─── PROVIDED ENTRIES ───

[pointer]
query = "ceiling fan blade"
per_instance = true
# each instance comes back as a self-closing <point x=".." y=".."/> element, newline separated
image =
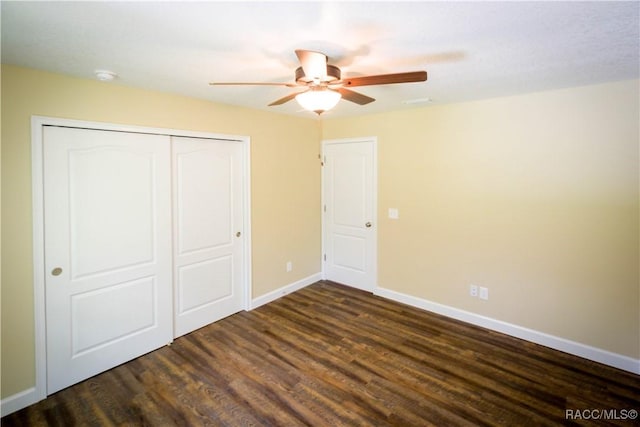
<point x="313" y="63"/>
<point x="356" y="97"/>
<point x="385" y="79"/>
<point x="284" y="99"/>
<point x="252" y="84"/>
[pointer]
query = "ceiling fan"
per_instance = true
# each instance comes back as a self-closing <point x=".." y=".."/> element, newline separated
<point x="325" y="86"/>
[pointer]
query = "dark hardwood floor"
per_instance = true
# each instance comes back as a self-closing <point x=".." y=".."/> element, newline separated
<point x="330" y="355"/>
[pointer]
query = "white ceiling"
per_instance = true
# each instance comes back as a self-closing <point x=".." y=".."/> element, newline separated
<point x="471" y="50"/>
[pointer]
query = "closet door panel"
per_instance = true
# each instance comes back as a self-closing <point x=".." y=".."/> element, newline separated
<point x="108" y="289"/>
<point x="208" y="212"/>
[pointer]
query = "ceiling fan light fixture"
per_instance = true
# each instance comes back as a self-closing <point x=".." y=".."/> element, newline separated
<point x="318" y="100"/>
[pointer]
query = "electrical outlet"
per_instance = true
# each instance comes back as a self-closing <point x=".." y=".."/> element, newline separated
<point x="473" y="290"/>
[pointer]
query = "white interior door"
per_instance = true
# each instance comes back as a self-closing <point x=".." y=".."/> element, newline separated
<point x="349" y="204"/>
<point x="107" y="217"/>
<point x="208" y="232"/>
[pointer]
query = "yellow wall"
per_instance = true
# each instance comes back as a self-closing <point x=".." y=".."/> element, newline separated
<point x="533" y="196"/>
<point x="285" y="181"/>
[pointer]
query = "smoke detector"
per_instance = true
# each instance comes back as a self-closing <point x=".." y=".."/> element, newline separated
<point x="105" y="75"/>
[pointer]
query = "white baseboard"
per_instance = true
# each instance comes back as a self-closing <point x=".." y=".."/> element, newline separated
<point x="287" y="289"/>
<point x="18" y="401"/>
<point x="592" y="353"/>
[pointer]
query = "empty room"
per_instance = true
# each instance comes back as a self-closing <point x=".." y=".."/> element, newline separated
<point x="320" y="213"/>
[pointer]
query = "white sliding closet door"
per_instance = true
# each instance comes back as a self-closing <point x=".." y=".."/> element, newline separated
<point x="107" y="222"/>
<point x="207" y="234"/>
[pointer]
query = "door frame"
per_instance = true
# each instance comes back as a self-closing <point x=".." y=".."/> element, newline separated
<point x="37" y="189"/>
<point x="374" y="141"/>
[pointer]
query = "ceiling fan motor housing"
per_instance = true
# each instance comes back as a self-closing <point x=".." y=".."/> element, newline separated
<point x="333" y="74"/>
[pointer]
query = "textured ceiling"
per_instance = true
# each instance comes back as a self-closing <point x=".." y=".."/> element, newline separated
<point x="471" y="50"/>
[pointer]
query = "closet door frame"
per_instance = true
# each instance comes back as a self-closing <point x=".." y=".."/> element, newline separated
<point x="39" y="391"/>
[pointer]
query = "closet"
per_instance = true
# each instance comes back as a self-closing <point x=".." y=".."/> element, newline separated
<point x="143" y="241"/>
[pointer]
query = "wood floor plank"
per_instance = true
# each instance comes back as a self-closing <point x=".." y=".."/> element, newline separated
<point x="330" y="355"/>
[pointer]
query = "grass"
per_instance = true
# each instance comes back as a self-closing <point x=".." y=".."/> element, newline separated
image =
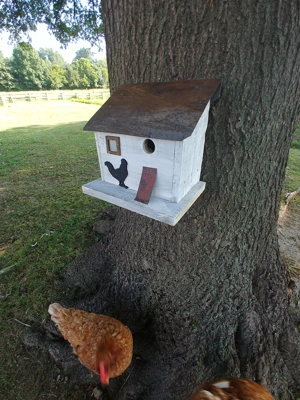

───

How many lines in the records above contain the string "ceiling"? Reply with the number alone.

6